● **EXERCISE MATERIAL**:
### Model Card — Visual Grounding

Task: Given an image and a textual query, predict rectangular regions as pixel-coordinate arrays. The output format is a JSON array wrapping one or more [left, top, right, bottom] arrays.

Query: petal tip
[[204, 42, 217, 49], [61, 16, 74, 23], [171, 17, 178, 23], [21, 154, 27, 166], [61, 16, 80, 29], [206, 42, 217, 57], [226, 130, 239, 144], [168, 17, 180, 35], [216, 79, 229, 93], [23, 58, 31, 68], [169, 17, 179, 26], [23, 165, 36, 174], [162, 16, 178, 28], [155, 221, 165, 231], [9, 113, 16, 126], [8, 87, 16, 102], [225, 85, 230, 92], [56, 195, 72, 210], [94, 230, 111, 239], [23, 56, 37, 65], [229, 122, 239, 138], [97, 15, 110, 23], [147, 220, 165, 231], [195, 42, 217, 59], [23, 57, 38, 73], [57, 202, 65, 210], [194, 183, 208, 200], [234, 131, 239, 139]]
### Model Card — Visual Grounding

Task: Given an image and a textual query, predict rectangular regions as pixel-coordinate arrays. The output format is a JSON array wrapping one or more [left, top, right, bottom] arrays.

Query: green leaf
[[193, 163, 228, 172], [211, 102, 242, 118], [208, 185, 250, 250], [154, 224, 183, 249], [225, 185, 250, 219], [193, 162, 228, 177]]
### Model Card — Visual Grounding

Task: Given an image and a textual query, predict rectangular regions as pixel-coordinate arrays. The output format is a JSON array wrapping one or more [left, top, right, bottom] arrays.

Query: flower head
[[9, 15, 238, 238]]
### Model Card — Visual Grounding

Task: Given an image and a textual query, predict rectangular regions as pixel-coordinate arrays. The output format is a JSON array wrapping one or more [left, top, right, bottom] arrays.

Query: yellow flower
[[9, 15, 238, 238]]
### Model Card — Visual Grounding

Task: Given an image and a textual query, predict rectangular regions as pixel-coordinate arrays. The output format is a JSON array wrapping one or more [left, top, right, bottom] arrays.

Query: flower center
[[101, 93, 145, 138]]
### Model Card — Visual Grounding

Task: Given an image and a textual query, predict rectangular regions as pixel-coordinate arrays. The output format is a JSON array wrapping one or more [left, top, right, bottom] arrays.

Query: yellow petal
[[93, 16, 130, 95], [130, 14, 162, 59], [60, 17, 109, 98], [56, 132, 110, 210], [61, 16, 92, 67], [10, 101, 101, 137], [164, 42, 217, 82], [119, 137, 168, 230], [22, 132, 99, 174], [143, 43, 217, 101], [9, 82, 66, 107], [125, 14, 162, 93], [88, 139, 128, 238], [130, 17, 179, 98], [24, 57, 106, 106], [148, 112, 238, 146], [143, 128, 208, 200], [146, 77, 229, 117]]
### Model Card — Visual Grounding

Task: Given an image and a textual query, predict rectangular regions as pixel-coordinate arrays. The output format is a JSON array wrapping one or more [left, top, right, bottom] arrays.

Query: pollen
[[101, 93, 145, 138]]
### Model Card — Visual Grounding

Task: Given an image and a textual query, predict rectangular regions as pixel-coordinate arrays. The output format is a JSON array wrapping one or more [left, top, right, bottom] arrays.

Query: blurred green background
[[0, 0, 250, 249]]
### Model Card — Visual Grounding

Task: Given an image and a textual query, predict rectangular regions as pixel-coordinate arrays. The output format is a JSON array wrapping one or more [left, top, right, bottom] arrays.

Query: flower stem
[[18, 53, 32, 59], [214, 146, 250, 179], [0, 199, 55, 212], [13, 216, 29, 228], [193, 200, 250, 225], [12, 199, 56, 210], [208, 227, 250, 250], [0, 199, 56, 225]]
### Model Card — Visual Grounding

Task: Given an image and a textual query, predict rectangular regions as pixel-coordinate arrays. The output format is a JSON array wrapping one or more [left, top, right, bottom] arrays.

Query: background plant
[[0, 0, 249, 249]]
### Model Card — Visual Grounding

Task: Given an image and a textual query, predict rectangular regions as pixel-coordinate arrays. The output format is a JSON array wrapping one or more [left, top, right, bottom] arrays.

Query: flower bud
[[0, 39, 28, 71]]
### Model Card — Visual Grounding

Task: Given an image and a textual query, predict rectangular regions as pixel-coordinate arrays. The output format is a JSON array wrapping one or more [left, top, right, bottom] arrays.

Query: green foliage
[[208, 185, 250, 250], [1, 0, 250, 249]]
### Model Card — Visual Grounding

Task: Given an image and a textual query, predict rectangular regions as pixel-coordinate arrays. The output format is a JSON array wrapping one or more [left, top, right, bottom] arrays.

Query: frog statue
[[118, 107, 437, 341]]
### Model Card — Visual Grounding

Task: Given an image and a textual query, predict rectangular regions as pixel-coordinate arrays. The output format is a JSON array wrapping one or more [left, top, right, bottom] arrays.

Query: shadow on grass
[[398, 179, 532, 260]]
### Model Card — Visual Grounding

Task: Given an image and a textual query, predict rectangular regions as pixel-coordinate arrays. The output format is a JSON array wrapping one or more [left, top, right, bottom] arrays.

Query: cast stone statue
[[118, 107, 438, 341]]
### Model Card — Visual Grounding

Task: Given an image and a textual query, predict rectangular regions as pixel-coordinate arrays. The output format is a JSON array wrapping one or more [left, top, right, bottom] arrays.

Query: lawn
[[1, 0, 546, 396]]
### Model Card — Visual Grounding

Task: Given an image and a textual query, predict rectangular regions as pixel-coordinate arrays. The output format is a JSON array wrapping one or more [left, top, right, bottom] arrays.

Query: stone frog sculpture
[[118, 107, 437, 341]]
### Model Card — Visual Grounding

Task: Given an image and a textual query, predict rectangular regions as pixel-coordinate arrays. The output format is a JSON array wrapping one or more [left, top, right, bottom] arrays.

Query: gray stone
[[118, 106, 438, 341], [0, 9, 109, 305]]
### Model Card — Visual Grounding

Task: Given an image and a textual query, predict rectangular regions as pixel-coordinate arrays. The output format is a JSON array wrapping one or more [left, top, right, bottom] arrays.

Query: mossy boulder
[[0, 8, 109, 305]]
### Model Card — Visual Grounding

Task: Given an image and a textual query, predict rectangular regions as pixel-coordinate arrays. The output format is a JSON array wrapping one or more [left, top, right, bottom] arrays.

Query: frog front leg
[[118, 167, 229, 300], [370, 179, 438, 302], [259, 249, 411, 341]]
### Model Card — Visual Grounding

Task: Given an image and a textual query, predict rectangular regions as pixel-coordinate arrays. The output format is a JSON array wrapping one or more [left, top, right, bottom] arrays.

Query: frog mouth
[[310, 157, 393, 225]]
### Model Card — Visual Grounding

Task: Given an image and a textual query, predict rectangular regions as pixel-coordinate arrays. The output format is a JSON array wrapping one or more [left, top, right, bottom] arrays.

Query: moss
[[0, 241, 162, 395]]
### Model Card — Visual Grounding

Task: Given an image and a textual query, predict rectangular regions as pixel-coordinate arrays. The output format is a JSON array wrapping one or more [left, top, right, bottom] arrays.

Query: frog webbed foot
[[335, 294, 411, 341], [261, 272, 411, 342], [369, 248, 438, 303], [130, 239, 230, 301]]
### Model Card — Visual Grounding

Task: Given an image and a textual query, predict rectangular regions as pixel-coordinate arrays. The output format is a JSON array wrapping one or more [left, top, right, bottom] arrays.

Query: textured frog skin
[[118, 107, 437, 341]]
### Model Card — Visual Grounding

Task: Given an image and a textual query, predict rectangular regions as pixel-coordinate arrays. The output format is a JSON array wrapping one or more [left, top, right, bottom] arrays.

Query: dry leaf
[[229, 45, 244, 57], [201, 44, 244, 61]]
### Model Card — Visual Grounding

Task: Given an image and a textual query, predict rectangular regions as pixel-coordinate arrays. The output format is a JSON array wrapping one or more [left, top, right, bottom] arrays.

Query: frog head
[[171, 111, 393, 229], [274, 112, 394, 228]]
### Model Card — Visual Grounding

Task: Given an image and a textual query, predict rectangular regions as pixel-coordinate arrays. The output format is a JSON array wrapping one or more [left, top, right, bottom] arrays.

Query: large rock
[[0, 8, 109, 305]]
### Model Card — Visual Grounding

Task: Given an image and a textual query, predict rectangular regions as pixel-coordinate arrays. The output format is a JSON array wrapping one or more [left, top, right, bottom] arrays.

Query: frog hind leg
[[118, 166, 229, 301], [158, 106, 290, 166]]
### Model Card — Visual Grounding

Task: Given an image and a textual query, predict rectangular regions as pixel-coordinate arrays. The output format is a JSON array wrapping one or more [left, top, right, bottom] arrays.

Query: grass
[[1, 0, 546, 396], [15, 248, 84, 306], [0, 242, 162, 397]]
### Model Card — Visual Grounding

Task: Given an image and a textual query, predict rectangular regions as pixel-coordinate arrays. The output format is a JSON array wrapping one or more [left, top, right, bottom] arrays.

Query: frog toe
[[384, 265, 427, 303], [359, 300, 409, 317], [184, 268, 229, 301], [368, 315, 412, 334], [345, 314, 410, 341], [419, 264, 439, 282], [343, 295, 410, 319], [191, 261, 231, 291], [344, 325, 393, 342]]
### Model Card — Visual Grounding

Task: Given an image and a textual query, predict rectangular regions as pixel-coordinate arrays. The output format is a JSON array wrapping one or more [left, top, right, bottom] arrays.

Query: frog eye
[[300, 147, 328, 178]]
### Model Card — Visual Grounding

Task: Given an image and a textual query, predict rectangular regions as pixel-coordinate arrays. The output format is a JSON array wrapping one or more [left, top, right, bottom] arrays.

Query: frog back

● **WHAT THE EXERCISE ASKS**: Which lines run from the one containing "Query: frog eye" to the end of the data? Output them exactly, with nothing added.

● **RESPONSE TO THE EXERCISE**:
Query: frog eye
[[300, 147, 328, 178]]
### Model Card — Visual Grounding

Task: Given an image and a textual query, predict rectangular regions as pixel-coordinate arrays. The output format is a JSON array wrapping one or more [left, top, right, bottom] arrays.

Query: frog back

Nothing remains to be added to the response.